- **Your instructions**: Reproduce the records in the stretch from the line containing "of the printed" through the line containing "pixel 71 417", substituting "notebook" for each occurrence of "laptop" and leaving everything else unchanged.

- **The data**:

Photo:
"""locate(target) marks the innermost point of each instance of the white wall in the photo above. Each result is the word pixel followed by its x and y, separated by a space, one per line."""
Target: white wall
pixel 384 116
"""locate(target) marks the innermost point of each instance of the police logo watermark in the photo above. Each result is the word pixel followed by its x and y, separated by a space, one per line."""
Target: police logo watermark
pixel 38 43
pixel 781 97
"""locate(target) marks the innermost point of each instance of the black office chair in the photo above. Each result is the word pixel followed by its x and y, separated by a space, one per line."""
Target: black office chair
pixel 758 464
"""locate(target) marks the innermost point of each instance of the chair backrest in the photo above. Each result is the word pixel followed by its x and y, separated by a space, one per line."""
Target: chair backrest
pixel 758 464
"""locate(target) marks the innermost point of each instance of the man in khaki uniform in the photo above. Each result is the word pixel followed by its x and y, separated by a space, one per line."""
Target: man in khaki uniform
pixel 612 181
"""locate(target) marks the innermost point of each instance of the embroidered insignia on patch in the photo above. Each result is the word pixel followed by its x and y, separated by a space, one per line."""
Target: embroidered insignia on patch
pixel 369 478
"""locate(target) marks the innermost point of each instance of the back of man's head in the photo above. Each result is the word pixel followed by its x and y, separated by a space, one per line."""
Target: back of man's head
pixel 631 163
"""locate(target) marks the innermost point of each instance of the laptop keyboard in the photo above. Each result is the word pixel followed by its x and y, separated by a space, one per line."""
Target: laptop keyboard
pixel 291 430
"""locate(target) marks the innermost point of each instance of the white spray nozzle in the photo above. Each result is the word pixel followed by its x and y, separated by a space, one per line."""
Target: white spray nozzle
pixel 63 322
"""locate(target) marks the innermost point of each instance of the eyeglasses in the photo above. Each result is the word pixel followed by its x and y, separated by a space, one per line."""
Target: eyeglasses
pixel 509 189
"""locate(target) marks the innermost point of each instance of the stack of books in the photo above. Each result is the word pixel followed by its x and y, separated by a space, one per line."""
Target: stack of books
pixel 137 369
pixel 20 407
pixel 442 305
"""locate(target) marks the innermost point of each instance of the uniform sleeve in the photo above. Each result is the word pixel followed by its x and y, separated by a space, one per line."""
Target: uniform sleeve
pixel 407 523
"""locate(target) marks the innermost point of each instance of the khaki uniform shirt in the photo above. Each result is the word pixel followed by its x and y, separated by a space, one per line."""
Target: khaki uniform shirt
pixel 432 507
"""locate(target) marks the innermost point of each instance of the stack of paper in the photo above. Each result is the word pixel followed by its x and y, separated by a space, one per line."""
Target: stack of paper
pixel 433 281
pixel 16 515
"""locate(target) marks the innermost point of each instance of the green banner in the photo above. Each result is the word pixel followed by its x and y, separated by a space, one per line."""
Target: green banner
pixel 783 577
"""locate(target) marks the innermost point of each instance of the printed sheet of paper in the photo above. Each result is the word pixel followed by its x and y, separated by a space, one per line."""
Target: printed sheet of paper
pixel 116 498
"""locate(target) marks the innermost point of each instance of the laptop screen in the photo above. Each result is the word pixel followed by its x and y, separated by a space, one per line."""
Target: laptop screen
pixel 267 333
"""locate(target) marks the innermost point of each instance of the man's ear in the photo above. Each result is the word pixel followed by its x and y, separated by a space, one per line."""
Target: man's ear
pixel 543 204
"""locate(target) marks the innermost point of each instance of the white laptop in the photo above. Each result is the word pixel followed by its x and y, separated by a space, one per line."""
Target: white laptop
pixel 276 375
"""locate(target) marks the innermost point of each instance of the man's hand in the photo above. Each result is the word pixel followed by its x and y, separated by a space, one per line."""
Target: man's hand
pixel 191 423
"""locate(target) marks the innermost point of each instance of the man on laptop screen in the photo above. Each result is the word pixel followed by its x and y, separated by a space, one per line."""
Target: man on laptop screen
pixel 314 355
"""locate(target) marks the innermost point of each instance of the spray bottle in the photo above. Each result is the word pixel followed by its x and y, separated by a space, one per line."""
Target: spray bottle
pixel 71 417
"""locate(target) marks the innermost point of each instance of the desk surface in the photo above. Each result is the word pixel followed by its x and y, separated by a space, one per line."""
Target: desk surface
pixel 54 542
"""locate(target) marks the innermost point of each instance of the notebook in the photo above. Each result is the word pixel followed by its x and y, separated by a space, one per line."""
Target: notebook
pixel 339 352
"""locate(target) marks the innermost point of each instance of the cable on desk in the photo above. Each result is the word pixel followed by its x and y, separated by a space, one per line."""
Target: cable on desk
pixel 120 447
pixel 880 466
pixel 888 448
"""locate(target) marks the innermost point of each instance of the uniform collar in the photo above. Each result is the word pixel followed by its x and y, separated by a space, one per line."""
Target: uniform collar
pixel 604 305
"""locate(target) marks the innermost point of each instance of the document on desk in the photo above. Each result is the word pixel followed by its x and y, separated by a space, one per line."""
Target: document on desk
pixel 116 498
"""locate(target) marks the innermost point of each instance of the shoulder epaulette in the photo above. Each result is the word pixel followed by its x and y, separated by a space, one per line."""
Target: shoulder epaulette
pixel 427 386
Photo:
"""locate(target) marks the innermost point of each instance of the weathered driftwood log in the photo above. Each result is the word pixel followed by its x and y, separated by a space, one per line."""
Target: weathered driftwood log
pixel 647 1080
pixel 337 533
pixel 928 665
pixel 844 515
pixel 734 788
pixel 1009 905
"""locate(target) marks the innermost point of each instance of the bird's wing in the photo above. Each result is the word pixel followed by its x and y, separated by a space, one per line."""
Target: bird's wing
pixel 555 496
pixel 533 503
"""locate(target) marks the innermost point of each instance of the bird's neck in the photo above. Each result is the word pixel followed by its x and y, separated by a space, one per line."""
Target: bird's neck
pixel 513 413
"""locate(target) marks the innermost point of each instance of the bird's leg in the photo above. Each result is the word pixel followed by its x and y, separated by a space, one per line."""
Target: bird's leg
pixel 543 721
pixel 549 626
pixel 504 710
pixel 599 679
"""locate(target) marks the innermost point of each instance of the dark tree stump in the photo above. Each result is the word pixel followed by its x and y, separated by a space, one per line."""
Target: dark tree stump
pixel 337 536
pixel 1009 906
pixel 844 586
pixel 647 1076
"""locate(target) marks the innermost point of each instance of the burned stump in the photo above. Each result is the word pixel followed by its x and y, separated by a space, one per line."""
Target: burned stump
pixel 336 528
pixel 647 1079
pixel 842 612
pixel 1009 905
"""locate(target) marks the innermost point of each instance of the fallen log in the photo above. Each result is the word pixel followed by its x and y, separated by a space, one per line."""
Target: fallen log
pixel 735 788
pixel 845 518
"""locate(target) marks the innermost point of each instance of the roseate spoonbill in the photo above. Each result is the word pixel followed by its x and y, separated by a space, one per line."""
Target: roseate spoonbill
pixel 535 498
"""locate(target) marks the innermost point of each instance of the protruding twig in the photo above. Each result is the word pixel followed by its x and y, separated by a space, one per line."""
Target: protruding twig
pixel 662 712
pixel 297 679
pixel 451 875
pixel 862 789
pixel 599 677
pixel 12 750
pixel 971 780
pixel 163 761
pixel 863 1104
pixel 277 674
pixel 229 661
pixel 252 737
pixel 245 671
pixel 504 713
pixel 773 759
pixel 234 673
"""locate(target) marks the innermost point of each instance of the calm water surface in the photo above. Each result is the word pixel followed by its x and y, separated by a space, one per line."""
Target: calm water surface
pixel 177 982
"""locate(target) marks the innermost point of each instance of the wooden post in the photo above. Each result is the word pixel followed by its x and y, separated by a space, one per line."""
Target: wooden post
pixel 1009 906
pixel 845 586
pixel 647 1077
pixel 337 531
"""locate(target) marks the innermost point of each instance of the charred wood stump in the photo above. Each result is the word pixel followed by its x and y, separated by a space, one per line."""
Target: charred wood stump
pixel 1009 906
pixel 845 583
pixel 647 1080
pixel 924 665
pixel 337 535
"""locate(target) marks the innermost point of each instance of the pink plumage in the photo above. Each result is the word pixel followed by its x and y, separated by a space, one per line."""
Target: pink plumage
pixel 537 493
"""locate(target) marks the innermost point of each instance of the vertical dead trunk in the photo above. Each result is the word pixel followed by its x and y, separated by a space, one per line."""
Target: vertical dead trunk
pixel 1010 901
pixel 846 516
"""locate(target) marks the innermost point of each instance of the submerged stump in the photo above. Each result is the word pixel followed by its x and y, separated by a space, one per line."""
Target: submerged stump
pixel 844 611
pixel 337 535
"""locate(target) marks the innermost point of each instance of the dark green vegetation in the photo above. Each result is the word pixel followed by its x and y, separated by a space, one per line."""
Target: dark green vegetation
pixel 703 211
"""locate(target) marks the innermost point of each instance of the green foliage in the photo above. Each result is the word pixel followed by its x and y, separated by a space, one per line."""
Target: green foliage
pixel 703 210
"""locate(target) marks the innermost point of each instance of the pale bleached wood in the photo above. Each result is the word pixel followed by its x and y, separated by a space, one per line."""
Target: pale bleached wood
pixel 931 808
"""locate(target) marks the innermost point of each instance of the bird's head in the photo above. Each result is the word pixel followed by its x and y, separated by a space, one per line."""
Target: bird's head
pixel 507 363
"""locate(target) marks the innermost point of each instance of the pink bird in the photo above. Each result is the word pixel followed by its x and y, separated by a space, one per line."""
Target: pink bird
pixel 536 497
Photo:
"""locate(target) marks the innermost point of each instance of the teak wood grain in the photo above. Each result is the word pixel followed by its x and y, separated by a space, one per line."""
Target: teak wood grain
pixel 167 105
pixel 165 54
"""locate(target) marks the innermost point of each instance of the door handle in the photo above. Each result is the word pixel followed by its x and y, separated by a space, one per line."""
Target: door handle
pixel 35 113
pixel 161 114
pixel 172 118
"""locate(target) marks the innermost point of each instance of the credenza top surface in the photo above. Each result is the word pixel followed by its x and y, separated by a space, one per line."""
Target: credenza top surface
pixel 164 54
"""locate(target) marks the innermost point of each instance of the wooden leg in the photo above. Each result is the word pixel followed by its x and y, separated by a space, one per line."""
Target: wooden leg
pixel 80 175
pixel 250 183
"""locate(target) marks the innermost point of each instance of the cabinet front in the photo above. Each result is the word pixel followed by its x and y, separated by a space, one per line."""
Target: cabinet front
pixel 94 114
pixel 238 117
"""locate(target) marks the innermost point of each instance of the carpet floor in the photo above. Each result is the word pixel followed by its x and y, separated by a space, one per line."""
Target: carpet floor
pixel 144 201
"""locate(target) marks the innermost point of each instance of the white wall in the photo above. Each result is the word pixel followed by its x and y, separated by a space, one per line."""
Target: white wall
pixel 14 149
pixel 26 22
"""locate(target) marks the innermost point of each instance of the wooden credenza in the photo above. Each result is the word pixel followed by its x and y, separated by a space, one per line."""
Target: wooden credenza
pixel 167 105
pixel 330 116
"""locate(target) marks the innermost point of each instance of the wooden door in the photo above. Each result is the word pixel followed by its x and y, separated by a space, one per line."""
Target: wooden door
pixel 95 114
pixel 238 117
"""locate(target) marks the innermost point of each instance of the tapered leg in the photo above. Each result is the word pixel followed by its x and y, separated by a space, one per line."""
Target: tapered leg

- **Task response**:
"""locate(target) marks the innermost point of each instance of the printed sheet of paper in the photo above. Each result is the word pixel followed by its x and y, separated by a space, one per line."""
Target: printed sheet of paper
pixel 116 498
"""locate(target) marks the innermost point of each instance of the notebook screen in the photo above. Each result is the word pixel followed by its x and y, separated by a space, one per line."""
Target: notebook screen
pixel 267 333
"""locate(target) marks the innermost point of each instance of the man's ear in the photo above. Each result is the word pixel followed by its x and y, separated by a space, one per line."""
Target: man's ear
pixel 543 204
"""locate(target) marks the innermost point of each instance of the white notebook in the photo above. Each result is the word pixel followed by its x and y, separated by a space, one per line."""
Target: white notebook
pixel 276 375
"""locate(target) marks the innermost point of each instance of the man's hand in the photo above. Each result is the word pixel followed by its x and y, separated by a space, one per line."""
Target: man's hand
pixel 191 423
"""locate(target) marks the innermost point of each instance of the man on notebook screen in the photo above. Each result is the word pixel followed by its x and y, separated by a space, one per line."""
Target: man on notebook screen
pixel 314 355
"""locate(target) marks the innermost point of each instance of the spray bottle in the photo above. Each result is the word pixel followed by its x and y, separated by a space, one per line."""
Target: spray bottle
pixel 71 417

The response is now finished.